* **Directions for this task**: Rewrite the data below, substituting "person's head" for every occurrence of "man's head" and keeping everything else unchanged. Omit the pictures from your output.

################

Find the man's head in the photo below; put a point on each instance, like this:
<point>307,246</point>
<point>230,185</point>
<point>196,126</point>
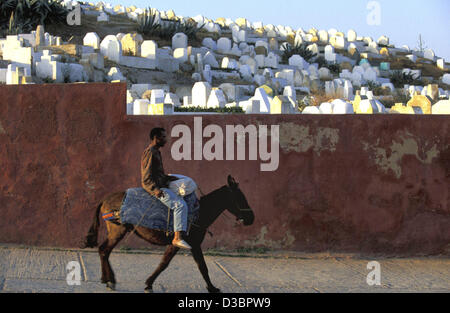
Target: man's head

################

* **Result of this task**:
Find the person's head in the photo below; put a point on each instance, like this:
<point>307,246</point>
<point>230,185</point>
<point>196,126</point>
Target: person's head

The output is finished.